[GIVEN INSTRUCTION] Can you pull out the lines of the material between the line holding "Guideline: for each instance of the roof" and the line holding "column 222, row 282", inclusive, and reproduce them word for word?

[RAW DATA]
----------

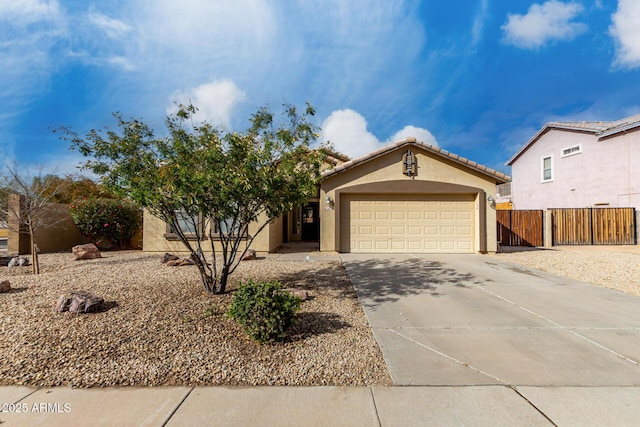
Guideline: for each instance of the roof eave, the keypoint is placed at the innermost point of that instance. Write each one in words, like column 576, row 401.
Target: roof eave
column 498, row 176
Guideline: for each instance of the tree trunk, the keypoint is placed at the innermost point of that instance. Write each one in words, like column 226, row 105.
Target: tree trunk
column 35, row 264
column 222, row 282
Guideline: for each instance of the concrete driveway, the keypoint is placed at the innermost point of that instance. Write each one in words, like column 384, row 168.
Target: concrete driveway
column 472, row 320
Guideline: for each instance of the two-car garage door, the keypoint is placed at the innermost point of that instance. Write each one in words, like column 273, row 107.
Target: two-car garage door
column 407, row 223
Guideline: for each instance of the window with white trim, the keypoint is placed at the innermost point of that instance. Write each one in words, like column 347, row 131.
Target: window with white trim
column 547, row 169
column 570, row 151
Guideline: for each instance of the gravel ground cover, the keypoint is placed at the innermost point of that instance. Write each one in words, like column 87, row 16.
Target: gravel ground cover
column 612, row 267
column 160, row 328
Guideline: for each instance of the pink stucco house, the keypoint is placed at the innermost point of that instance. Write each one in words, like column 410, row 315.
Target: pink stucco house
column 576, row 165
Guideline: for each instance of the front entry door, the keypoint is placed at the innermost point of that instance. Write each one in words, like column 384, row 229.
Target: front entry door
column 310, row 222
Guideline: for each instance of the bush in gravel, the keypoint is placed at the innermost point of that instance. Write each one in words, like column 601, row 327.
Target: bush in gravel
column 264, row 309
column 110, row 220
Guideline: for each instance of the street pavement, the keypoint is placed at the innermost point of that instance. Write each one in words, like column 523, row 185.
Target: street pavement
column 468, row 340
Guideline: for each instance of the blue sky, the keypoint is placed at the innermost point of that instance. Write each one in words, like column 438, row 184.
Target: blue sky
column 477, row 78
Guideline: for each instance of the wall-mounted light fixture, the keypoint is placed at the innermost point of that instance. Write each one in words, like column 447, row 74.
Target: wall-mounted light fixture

----------

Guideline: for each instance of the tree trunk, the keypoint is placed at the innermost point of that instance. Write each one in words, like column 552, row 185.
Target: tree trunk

----------

[COMPLETE ANSWER]
Guideline: for each instance of the roof eave, the keypoint is placed at the innermost point of that instance. Write each one in words, like column 576, row 401.
Target: roof eave
column 498, row 176
Guideline: for each instance of the tree trunk, the keypoint is placed at the innermost point of that instance. Write each one in words, like column 226, row 105.
Target: tree trunk
column 35, row 264
column 222, row 282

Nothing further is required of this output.